Could every line of the data be printed exactly as it reads?

Top of Data in this exercise

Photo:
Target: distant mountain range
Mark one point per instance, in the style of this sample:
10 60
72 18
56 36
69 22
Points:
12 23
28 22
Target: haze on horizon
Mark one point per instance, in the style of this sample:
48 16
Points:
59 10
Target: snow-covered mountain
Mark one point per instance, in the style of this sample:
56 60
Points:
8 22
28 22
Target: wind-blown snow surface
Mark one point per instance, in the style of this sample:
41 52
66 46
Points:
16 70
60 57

Bottom of Data in this exercise

◆ **Task response**
Photo:
Target: distant mountain range
Mark one point per instance, in the style of this sample:
10 60
72 18
56 36
69 22
Points:
12 23
28 22
Target: haze on horizon
Mark one point per instance, in the style of this sample:
48 16
Points:
59 10
Target: snow-covered mountain
Mark one point per instance, in the style of this sample:
56 60
Points:
8 22
28 22
Target: wind-blown snow surface
Mark one point per instance, in the style of this sample:
41 52
66 46
Points:
16 70
60 57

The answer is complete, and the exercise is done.